— start —

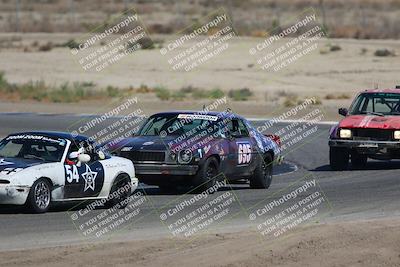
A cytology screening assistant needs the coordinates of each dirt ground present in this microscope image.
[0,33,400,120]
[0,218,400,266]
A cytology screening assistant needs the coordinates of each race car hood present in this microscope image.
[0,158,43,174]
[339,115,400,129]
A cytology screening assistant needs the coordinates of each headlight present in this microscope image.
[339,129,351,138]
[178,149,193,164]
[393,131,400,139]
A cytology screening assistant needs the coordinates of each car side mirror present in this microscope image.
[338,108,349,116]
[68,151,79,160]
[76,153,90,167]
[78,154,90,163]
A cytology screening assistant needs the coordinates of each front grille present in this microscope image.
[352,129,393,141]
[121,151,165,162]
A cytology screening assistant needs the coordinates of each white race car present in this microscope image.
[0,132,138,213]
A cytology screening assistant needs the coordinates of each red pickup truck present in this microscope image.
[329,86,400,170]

— end —
— start —

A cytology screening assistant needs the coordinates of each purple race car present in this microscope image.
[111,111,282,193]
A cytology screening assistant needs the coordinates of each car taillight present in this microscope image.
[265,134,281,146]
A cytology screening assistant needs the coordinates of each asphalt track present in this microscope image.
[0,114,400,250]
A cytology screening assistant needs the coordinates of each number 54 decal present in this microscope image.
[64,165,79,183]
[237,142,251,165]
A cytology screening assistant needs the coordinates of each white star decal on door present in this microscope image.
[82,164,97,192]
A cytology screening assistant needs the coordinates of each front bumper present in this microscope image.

— end —
— start —

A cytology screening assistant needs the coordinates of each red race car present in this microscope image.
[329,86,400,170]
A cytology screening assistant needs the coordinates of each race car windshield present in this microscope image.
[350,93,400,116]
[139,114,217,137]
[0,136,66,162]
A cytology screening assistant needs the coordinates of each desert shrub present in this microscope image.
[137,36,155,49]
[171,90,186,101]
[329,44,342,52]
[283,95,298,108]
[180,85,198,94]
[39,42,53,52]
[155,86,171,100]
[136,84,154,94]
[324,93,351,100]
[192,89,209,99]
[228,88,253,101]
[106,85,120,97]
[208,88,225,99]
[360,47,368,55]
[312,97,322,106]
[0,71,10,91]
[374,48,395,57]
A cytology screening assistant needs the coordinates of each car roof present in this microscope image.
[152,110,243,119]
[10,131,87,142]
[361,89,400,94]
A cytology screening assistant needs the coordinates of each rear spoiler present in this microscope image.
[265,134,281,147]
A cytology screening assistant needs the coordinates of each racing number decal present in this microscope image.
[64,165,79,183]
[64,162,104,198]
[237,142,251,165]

— end —

What is asked:
Please count the lines in the data above that contain the word "white". Reply with the number alone.

Output:
2